Assignment:
Scan the records beneath this line for the line holding "Target: tall tree" and the line holding "Target: water reflection", then transcribe exactly those two and all lines between.

Extracted material:
BEGIN

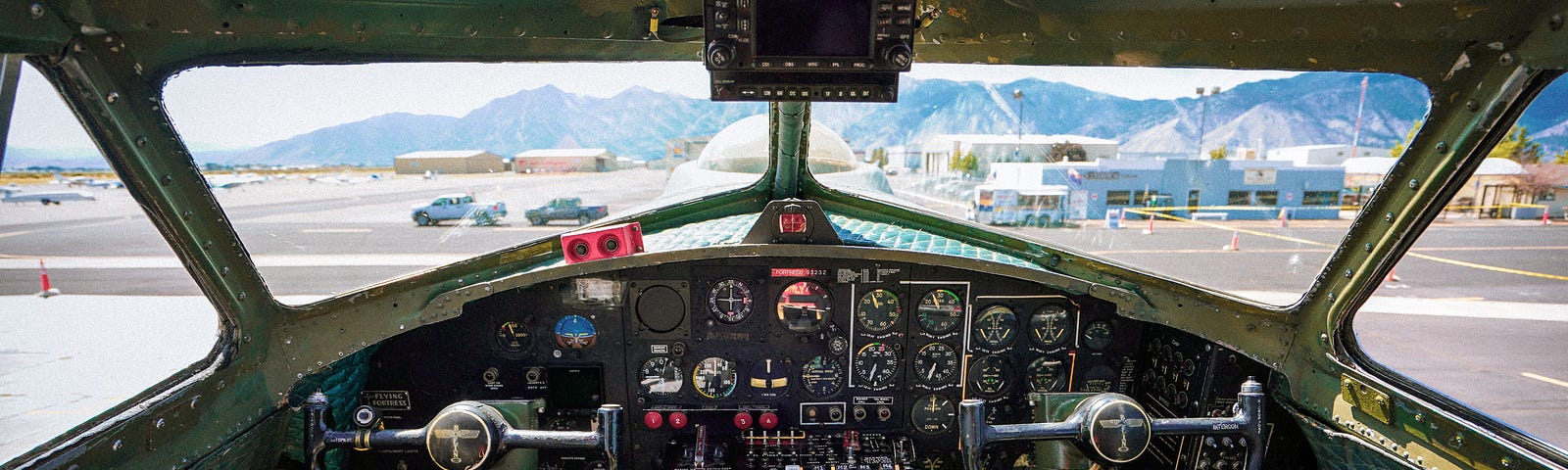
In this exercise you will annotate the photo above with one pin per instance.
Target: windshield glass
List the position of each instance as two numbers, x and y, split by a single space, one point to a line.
1239 180
344 176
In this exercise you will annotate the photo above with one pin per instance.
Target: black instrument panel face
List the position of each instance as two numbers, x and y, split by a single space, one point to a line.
764 362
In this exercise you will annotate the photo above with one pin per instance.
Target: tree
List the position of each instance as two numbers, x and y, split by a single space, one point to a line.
1066 153
1219 154
1517 146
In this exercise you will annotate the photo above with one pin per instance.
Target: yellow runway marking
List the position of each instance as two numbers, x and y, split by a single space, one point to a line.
1544 380
1325 245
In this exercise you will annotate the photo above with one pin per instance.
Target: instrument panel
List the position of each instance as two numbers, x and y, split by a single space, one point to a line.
764 364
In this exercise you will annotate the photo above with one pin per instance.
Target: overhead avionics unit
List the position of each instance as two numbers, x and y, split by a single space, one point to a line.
797 51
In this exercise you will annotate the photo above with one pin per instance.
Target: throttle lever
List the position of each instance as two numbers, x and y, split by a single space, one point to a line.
1112 428
462 436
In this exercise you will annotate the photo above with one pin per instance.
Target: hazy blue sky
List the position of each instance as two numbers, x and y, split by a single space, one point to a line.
245 107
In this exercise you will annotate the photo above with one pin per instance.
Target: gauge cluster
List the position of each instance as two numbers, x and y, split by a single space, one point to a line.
764 364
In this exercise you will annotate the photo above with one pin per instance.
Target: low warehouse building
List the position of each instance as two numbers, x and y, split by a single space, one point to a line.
447 162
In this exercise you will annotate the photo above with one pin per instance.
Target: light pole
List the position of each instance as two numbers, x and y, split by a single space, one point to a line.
1018 96
1203 117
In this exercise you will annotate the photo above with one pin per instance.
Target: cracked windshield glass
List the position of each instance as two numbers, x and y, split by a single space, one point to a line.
344 176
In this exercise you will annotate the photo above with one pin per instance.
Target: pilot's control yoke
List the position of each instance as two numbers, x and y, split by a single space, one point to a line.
466 435
1110 428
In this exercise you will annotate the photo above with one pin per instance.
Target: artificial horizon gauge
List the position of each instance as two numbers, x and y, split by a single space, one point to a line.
875 364
940 310
1098 336
995 328
576 333
933 414
661 376
768 380
1050 326
937 364
878 310
729 302
805 306
822 376
990 375
713 378
514 337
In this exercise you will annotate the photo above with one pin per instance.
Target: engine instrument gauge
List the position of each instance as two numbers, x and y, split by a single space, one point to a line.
995 328
878 310
804 306
514 337
1098 336
768 380
937 364
1050 326
822 376
875 365
661 376
990 375
933 414
729 302
940 310
1047 375
576 333
713 378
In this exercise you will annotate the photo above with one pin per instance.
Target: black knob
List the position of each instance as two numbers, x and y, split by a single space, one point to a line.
899 57
720 55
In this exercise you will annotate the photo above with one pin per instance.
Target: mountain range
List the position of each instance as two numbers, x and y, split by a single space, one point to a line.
1308 109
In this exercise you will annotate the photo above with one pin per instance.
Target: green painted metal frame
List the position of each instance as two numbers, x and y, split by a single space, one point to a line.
1482 62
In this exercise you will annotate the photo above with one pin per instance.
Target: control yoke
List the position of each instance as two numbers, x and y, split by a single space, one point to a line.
1110 428
466 435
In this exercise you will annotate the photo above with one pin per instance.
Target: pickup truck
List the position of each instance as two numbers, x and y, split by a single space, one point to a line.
452 208
566 209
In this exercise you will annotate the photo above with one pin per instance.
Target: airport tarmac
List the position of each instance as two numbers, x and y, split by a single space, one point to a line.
1476 298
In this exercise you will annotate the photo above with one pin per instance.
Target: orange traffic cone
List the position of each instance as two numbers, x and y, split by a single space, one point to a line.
43 278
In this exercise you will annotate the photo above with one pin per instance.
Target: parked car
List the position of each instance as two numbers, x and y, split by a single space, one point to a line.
566 209
452 208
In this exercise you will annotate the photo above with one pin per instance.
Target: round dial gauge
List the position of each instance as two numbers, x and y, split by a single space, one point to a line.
878 310
990 375
937 364
661 376
514 336
768 380
805 306
574 333
940 310
713 378
875 364
1098 336
822 376
1050 326
995 328
729 302
933 414
1047 375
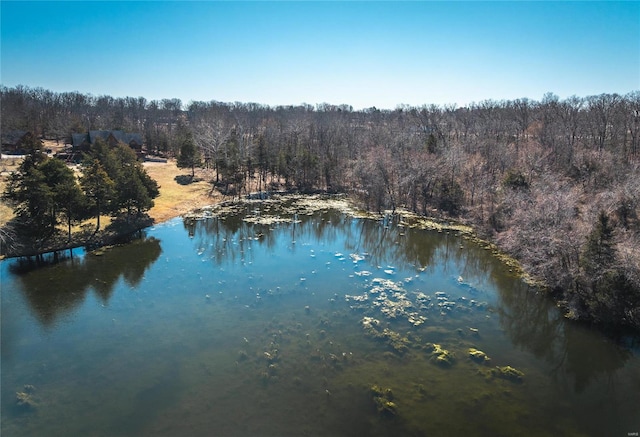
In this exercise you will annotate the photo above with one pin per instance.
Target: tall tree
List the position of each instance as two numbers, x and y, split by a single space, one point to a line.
98 187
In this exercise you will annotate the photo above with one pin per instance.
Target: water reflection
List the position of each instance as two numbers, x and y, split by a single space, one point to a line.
250 325
576 354
58 289
529 319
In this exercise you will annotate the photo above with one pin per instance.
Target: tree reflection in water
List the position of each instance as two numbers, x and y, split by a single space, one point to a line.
54 290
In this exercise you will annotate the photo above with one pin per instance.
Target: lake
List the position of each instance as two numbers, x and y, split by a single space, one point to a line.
294 318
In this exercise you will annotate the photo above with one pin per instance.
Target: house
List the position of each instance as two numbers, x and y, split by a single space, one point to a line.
13 141
82 142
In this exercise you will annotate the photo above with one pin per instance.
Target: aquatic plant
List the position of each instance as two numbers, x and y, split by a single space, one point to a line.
508 373
383 400
478 356
441 356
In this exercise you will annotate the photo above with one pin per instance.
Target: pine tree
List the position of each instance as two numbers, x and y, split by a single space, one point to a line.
98 187
190 156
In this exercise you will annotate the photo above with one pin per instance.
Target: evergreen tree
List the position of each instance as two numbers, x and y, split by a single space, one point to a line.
98 187
135 189
190 156
605 292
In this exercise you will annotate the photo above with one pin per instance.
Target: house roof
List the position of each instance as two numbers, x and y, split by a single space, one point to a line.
118 135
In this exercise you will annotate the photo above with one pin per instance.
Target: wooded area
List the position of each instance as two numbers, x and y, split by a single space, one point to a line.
555 183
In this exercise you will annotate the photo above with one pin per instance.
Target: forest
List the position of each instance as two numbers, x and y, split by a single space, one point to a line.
553 183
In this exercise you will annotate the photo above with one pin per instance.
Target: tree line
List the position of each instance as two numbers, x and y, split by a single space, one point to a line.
46 193
555 183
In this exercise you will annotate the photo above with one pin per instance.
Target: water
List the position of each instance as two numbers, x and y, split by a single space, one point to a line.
283 328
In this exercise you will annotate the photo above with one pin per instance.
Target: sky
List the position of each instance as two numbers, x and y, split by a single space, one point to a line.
358 53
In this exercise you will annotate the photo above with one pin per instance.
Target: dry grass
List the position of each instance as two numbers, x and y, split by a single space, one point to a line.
175 199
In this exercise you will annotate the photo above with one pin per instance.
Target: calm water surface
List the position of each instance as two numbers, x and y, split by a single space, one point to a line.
308 324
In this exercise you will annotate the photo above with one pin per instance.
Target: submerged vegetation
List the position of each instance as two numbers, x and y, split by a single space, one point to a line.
537 178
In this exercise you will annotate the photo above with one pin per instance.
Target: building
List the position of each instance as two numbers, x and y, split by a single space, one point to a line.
82 142
13 141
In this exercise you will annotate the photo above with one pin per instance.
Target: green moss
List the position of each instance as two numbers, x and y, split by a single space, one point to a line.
508 373
383 400
478 356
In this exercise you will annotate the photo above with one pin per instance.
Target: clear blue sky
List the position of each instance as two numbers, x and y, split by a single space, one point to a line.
359 53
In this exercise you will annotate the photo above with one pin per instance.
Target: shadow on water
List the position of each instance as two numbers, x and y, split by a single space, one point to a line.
253 324
57 288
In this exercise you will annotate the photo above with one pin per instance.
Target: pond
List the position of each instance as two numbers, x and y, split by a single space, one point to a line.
300 317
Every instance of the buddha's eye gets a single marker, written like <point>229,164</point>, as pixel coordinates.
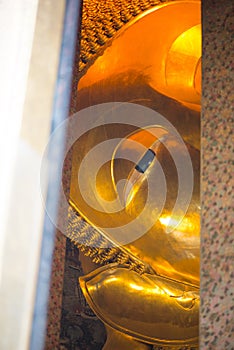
<point>133,159</point>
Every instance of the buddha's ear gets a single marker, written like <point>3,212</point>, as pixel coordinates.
<point>148,308</point>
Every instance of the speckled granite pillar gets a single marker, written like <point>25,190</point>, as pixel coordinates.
<point>216,320</point>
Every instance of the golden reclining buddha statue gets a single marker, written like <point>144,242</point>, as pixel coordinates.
<point>140,243</point>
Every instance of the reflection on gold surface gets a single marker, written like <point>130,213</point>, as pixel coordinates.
<point>154,61</point>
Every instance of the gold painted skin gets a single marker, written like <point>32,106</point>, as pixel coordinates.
<point>149,308</point>
<point>161,308</point>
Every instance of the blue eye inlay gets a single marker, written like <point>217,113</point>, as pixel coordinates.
<point>145,161</point>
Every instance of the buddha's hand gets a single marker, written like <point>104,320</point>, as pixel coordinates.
<point>149,308</point>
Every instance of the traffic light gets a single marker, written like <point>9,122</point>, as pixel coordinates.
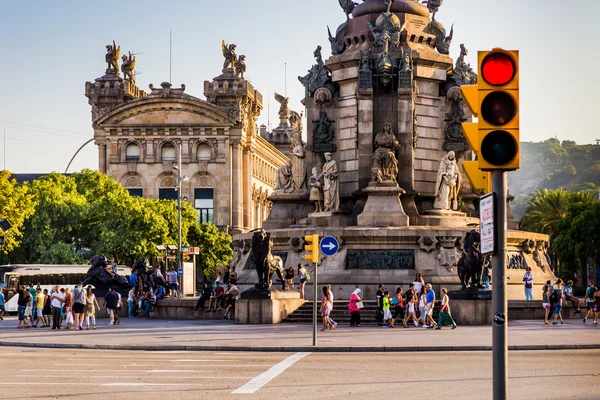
<point>495,101</point>
<point>312,248</point>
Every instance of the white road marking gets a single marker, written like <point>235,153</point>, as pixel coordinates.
<point>264,378</point>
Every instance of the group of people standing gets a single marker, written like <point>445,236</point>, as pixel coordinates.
<point>56,306</point>
<point>416,304</point>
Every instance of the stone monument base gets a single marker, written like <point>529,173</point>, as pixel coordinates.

END

Output below:
Target: tall tree
List the position of each instance as two numbers, x and y, split by a single space, one point to a line.
98 187
In this exercise you will annotate the photo above with one pin per instance.
Target: water reflection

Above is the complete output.